= DIRECTIVE =
Print the lines of the listing below that run from the line containing "Mark one point per instance of the chin" through the line containing "x=551, y=141", keeping both end lines and leaving every line unchanged.

= Object pointing dataset rows =
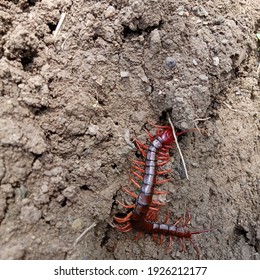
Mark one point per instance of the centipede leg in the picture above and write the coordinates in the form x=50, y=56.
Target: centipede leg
x=138, y=162
x=140, y=147
x=165, y=221
x=196, y=248
x=126, y=228
x=163, y=181
x=135, y=183
x=182, y=245
x=149, y=134
x=163, y=162
x=170, y=244
x=162, y=172
x=126, y=206
x=138, y=235
x=130, y=193
x=136, y=174
x=139, y=168
x=187, y=219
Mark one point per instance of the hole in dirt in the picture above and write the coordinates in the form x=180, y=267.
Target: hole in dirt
x=64, y=202
x=52, y=26
x=127, y=32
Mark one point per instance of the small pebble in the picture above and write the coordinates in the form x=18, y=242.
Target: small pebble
x=110, y=12
x=92, y=130
x=77, y=224
x=124, y=74
x=194, y=62
x=203, y=77
x=170, y=62
x=30, y=214
x=224, y=41
x=216, y=60
x=200, y=11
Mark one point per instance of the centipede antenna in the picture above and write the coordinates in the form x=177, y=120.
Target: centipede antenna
x=178, y=147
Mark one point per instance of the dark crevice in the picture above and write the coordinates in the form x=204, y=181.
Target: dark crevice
x=239, y=230
x=63, y=202
x=85, y=188
x=52, y=26
x=27, y=62
x=128, y=32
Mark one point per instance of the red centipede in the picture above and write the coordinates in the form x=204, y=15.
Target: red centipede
x=143, y=216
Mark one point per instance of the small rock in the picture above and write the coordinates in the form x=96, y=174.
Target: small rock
x=203, y=77
x=200, y=11
x=216, y=60
x=110, y=12
x=77, y=224
x=92, y=130
x=124, y=74
x=30, y=214
x=170, y=62
x=69, y=192
x=224, y=41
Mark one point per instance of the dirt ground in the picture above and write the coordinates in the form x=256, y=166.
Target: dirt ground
x=73, y=101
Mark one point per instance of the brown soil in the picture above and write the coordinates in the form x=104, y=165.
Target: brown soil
x=71, y=104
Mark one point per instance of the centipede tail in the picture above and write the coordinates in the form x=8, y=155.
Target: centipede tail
x=143, y=216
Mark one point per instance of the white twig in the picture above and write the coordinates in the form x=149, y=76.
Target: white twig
x=83, y=233
x=178, y=147
x=198, y=120
x=57, y=30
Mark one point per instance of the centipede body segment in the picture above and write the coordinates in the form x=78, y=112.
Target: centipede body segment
x=143, y=216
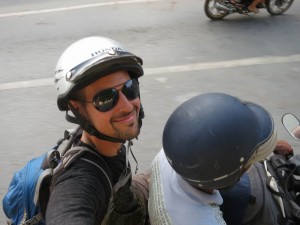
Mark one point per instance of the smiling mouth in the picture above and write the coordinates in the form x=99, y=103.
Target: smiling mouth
x=125, y=118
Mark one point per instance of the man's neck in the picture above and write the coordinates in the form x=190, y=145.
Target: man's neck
x=105, y=148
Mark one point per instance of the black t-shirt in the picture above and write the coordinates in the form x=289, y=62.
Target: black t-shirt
x=78, y=195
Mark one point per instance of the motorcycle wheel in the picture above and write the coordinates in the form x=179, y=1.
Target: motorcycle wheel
x=212, y=12
x=277, y=7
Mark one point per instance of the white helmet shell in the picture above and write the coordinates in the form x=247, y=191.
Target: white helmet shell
x=88, y=60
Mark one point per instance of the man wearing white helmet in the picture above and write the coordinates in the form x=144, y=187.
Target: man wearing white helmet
x=209, y=142
x=97, y=81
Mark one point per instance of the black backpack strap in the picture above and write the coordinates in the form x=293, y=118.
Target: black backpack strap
x=76, y=152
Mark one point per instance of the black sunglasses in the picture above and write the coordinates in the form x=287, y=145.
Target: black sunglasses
x=105, y=100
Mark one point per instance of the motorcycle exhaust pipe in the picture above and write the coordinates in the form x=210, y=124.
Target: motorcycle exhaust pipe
x=222, y=7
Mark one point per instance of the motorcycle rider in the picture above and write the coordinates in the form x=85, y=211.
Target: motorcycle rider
x=97, y=80
x=209, y=142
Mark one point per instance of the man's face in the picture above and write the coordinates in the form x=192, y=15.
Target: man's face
x=122, y=120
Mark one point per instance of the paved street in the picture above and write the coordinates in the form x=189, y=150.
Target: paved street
x=255, y=58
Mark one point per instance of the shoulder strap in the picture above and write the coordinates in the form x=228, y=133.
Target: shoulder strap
x=75, y=152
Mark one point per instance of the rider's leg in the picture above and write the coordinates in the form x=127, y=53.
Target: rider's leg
x=252, y=6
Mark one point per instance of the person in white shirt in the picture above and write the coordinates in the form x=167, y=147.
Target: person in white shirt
x=209, y=141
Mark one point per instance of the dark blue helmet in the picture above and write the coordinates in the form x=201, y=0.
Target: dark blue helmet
x=211, y=139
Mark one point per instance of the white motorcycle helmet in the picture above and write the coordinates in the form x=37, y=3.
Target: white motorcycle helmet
x=86, y=61
x=89, y=59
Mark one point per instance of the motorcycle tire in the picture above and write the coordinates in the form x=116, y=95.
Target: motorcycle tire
x=277, y=7
x=212, y=12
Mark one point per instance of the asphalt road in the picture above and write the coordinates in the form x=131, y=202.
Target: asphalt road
x=185, y=54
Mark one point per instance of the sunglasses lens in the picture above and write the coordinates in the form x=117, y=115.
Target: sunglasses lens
x=106, y=100
x=131, y=89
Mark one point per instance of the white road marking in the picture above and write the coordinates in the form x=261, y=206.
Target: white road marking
x=172, y=69
x=25, y=13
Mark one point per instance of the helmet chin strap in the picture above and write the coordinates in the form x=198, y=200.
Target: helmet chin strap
x=88, y=127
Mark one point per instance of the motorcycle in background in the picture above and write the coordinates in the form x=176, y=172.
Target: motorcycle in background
x=218, y=9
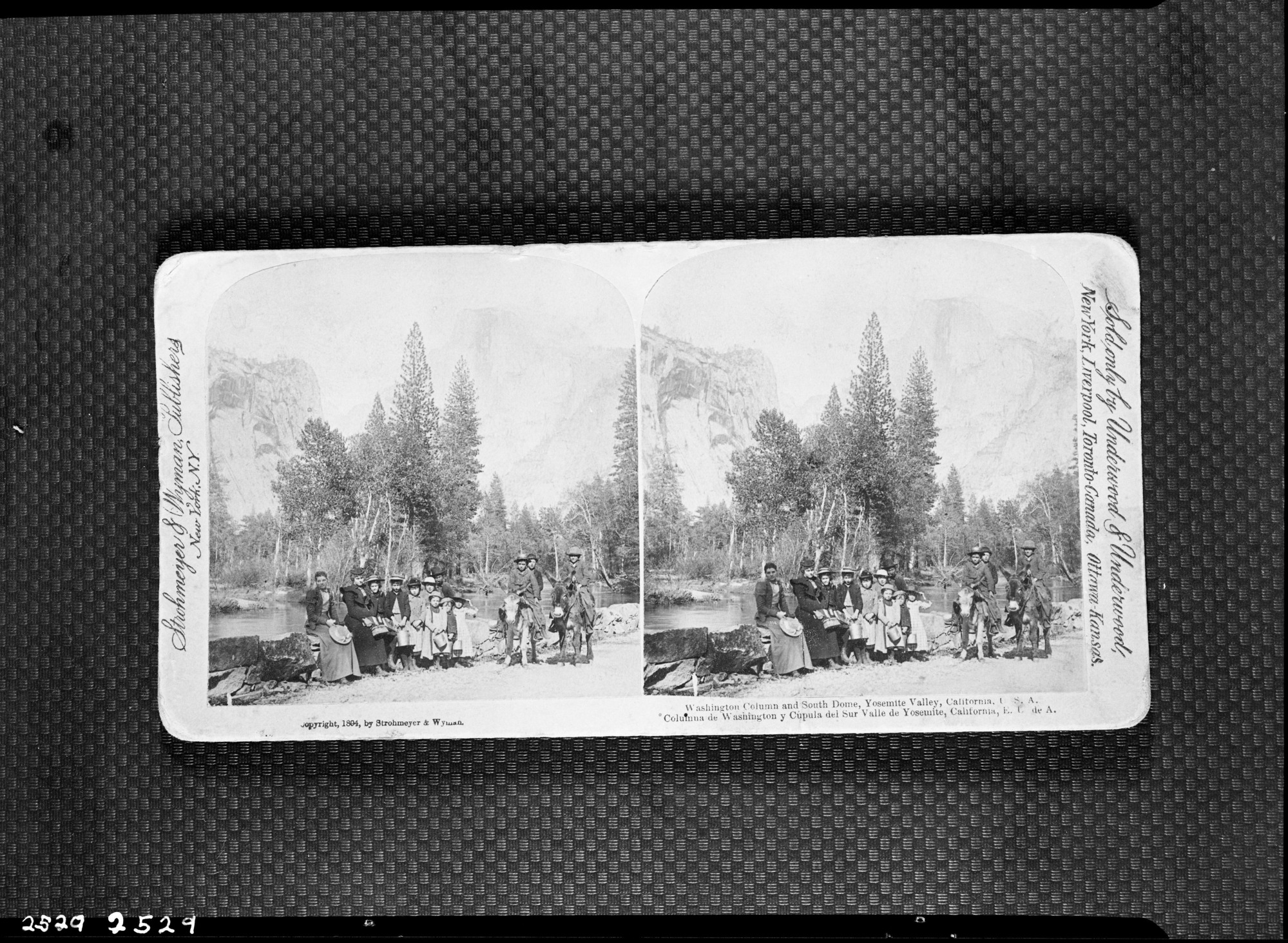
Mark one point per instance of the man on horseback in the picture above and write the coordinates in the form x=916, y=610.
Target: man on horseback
x=580, y=601
x=523, y=584
x=977, y=576
x=1031, y=580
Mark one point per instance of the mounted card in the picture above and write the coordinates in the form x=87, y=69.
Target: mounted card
x=533, y=492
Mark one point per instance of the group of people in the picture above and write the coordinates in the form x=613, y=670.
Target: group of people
x=872, y=617
x=981, y=576
x=876, y=619
x=369, y=629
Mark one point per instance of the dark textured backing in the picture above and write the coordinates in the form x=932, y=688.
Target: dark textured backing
x=129, y=141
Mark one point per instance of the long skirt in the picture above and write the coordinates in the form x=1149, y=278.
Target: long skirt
x=823, y=643
x=787, y=654
x=371, y=651
x=335, y=661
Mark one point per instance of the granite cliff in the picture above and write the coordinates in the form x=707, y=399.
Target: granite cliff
x=700, y=406
x=256, y=413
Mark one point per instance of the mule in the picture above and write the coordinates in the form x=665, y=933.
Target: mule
x=1033, y=615
x=517, y=619
x=581, y=617
x=973, y=619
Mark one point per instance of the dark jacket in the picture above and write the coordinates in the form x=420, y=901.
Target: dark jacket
x=849, y=596
x=317, y=614
x=581, y=574
x=769, y=601
x=976, y=575
x=396, y=603
x=809, y=599
x=360, y=605
x=1027, y=571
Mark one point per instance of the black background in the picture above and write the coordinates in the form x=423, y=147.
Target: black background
x=126, y=141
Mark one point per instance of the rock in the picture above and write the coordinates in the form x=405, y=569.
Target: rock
x=620, y=619
x=665, y=646
x=736, y=650
x=229, y=683
x=236, y=651
x=286, y=656
x=677, y=676
x=682, y=676
x=215, y=677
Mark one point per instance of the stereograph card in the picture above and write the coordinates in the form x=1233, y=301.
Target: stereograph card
x=737, y=487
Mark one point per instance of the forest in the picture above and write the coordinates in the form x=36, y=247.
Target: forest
x=860, y=487
x=406, y=492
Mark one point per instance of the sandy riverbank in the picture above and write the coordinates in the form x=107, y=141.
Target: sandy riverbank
x=1064, y=670
x=615, y=673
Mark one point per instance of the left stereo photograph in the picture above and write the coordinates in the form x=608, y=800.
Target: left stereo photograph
x=398, y=494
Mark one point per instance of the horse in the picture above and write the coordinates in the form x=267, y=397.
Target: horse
x=973, y=617
x=1035, y=615
x=517, y=614
x=580, y=615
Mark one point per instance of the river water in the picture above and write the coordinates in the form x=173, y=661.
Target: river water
x=289, y=617
x=742, y=608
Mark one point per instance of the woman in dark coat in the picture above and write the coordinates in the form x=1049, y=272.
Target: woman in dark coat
x=336, y=661
x=361, y=617
x=787, y=652
x=822, y=645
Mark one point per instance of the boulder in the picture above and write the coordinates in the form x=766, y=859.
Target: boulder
x=736, y=650
x=286, y=656
x=235, y=651
x=677, y=676
x=664, y=646
x=229, y=683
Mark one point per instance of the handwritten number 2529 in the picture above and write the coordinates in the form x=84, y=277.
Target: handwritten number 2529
x=116, y=924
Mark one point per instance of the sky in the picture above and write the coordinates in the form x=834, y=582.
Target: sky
x=997, y=325
x=349, y=317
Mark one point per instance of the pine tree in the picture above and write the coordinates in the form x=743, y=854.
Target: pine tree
x=415, y=447
x=665, y=516
x=915, y=440
x=870, y=419
x=461, y=442
x=222, y=527
x=625, y=480
x=317, y=489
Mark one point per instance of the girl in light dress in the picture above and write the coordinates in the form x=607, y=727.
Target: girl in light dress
x=916, y=639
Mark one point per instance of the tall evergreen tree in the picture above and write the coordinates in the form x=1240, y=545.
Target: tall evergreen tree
x=665, y=516
x=415, y=447
x=461, y=442
x=626, y=492
x=915, y=440
x=317, y=489
x=870, y=420
x=222, y=527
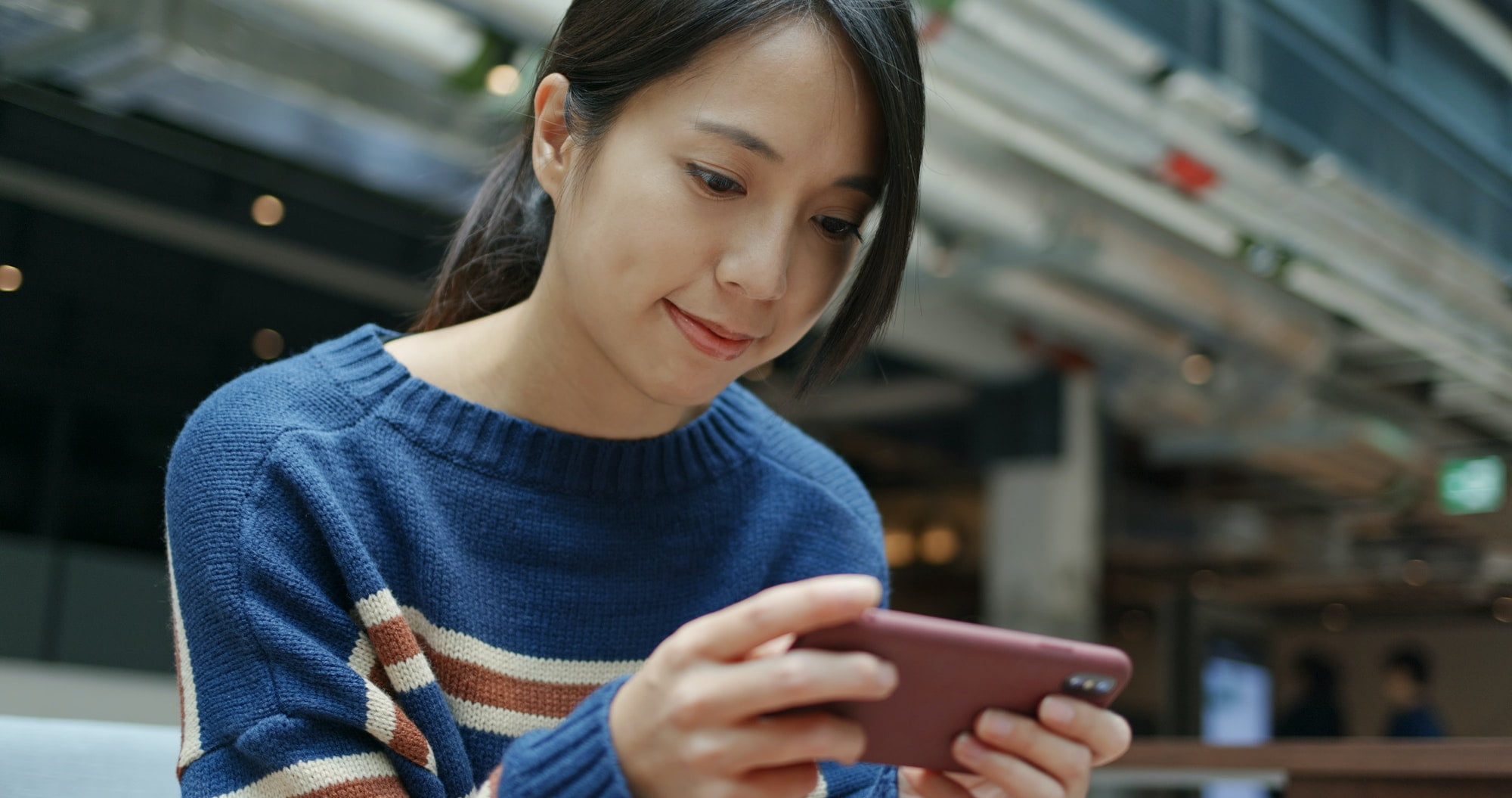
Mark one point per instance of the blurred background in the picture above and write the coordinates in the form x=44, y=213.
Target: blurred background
x=1206, y=346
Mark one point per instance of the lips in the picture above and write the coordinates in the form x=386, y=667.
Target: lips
x=710, y=337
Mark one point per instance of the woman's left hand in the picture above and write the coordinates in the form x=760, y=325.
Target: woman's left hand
x=1012, y=756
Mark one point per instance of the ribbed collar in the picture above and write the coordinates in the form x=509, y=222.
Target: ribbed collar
x=521, y=451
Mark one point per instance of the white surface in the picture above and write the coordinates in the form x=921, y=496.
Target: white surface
x=48, y=758
x=52, y=690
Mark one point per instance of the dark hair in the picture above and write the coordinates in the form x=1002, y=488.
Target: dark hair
x=612, y=48
x=1411, y=663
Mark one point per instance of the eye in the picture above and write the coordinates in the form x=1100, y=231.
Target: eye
x=716, y=182
x=838, y=228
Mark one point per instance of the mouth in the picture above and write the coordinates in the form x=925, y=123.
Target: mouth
x=708, y=337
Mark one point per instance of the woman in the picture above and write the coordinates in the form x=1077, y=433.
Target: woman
x=548, y=523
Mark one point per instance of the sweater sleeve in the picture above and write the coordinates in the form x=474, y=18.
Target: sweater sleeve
x=285, y=685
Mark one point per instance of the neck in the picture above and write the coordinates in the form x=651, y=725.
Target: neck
x=533, y=363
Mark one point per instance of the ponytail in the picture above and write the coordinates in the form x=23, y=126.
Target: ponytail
x=497, y=254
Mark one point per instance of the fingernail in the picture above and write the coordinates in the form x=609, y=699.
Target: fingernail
x=1058, y=711
x=997, y=723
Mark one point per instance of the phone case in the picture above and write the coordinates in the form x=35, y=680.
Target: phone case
x=949, y=672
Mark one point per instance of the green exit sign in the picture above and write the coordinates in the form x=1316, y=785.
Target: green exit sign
x=1472, y=486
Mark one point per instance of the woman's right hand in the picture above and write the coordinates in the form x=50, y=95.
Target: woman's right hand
x=698, y=720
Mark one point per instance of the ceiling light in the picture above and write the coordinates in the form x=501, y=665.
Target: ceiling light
x=940, y=545
x=899, y=546
x=503, y=80
x=268, y=210
x=268, y=343
x=10, y=278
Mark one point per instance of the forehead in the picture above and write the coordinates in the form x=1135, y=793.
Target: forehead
x=795, y=85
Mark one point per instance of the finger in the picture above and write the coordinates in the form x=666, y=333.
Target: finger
x=1068, y=761
x=934, y=784
x=1101, y=731
x=773, y=647
x=795, y=608
x=728, y=694
x=776, y=743
x=789, y=781
x=1008, y=772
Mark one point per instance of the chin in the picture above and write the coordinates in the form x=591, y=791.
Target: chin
x=687, y=390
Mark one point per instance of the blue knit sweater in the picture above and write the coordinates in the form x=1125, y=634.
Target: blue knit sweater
x=382, y=588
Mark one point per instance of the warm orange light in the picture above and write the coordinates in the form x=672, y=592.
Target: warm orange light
x=503, y=80
x=268, y=210
x=940, y=545
x=899, y=546
x=268, y=343
x=1197, y=369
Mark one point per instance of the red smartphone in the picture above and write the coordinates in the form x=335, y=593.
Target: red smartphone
x=949, y=672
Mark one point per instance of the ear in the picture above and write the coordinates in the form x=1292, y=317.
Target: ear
x=551, y=141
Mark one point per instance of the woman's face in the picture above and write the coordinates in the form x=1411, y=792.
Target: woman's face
x=719, y=215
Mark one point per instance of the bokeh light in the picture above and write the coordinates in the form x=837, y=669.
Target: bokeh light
x=899, y=546
x=268, y=343
x=503, y=80
x=268, y=210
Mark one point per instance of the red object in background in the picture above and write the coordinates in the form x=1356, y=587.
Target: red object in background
x=1188, y=172
x=1064, y=359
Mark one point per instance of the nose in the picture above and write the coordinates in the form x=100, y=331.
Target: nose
x=757, y=262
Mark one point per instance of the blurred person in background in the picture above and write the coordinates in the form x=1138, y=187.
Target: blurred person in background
x=1315, y=713
x=1405, y=684
x=548, y=523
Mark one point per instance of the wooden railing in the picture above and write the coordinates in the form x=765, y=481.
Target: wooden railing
x=1343, y=769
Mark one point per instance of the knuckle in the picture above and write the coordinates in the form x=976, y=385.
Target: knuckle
x=705, y=755
x=687, y=706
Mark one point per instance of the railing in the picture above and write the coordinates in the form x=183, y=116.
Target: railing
x=1346, y=769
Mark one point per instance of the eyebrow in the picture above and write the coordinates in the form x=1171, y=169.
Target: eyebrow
x=749, y=141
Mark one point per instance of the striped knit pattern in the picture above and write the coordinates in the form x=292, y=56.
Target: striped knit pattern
x=379, y=588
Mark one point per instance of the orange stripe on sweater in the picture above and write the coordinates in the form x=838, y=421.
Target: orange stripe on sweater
x=394, y=641
x=383, y=787
x=488, y=687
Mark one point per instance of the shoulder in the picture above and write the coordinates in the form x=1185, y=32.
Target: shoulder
x=807, y=464
x=228, y=440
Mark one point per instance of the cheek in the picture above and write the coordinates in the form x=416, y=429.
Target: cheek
x=810, y=290
x=637, y=239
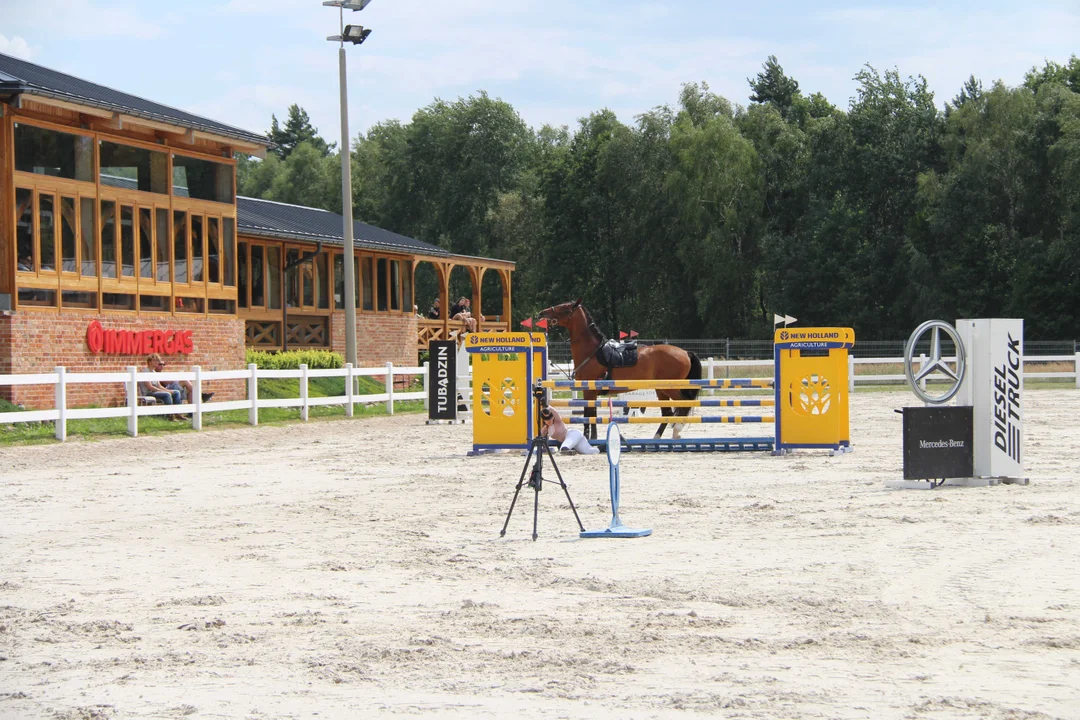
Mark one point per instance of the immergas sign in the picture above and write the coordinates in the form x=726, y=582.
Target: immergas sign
x=115, y=341
x=995, y=389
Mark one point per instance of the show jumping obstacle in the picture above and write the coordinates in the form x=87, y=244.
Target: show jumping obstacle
x=810, y=397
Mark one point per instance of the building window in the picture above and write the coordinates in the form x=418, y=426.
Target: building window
x=118, y=301
x=273, y=275
x=24, y=230
x=365, y=277
x=108, y=239
x=202, y=179
x=69, y=261
x=79, y=299
x=145, y=244
x=46, y=232
x=133, y=168
x=126, y=241
x=229, y=244
x=179, y=246
x=44, y=151
x=242, y=275
x=258, y=280
x=88, y=247
x=161, y=218
x=197, y=249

= OUTPUT OF THE TASK =
Mark one point per instance of the chin in the picture above and write the coordinates in the form x=591, y=791.
Target: chin
x=687, y=390
Mark one point per instance of the blue knit sweater in the picture above and write the coordinates in the form x=1125, y=634.
Target: blue knit sweater
x=382, y=588
Mark one point per instance of the warm orange light in the picture above and write the coordinates in the form x=672, y=592.
Target: warm orange light
x=503, y=80
x=268, y=210
x=940, y=545
x=899, y=546
x=268, y=343
x=1197, y=369
Mark one point per instance of the red smartphone in the picture above and write the coordinates in the form x=335, y=593.
Target: red smartphone
x=949, y=672
Mark one point per instance of the ear in the picture above and write the coordinates in the form x=1292, y=317.
Target: ear
x=551, y=141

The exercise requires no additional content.